**Selectie**
***
Waarom een Belgische interventie voor het Internationaal Gerechtshof zinvol is
18 januari 2024
Vorige week verschenen Zuid-Afrika en Israël voor het Internationaal Gerechtshof in Den Haag. De aanklacht? Genocide. Israëls plegen van, aanzetten tot, en falen in het voorkomen van een genocide in Gaza. Terwijl het Hof zich nu met urgentie zal buigen over de vraag of Israël de wapens dient neer te leggen, nemen steeds meer staten een positie in over wat het verbod op genocide inhoudt – inclusief het aanzetten tot genocide – en hoe de Genocideconventie hier toegepast dient te worden. Als experten internationaal recht geloven we dat België een cruciale tussenkomst kan maken in deze zaak – een tussenkomst die de intentionele vernietiging van humanitaire infrastructuur en de menselijke catastrofe die eruit volgt niet enkel veroordeelt, maar in de toekomst ook wil voorkomen.
***
**Regels**
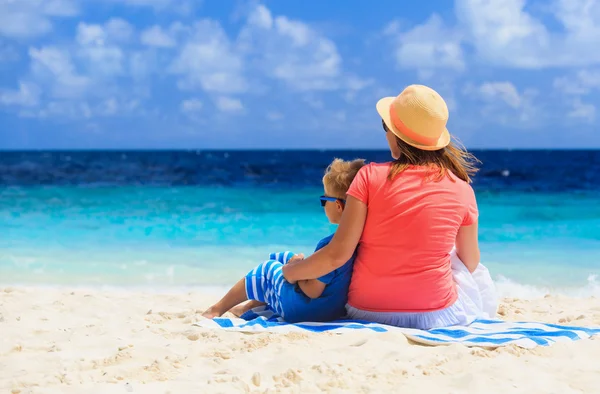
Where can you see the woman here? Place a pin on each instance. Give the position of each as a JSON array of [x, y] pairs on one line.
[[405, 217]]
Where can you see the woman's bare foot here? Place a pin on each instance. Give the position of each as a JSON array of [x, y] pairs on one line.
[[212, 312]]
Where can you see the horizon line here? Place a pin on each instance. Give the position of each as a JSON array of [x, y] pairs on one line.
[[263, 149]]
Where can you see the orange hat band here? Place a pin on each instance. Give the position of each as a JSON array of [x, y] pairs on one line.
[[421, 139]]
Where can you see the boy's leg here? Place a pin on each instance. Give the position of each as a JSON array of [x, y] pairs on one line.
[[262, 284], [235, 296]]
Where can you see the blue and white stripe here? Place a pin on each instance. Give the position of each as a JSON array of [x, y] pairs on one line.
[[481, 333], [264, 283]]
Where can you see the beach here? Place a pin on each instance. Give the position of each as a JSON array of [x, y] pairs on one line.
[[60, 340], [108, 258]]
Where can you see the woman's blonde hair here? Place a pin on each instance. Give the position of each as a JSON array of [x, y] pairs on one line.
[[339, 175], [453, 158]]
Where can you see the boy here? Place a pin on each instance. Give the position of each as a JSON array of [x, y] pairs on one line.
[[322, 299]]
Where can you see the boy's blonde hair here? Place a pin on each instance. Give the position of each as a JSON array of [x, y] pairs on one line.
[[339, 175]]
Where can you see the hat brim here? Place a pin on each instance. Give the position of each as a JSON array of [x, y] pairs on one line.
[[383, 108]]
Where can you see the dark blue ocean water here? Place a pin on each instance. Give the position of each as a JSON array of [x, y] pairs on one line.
***
Welke aanklacht ligt volgens de selectie voor in de zaak tussen Zuid-Afrika en Israël? Deze regels zijn afkomstig uit een andere bron.

Genocide.